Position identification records
_____

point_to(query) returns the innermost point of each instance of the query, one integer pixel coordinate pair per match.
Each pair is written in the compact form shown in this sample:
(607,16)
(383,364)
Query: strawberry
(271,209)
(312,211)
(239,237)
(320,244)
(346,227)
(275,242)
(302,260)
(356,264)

_____

Write out every line of the records again, requests included, adding 56 to each coordinate in the answers and leaving the coordinates in the format samples unchanged.

point_to(query) returns the innermost point of each instance of the query, one integer pixel coordinate pair per match.
Each pair is written in the compact form shown in this sample:
(607,16)
(383,364)
Query: strawberry
(327,265)
(368,267)
(295,293)
(376,300)
(402,283)
(331,298)
(358,316)
(412,320)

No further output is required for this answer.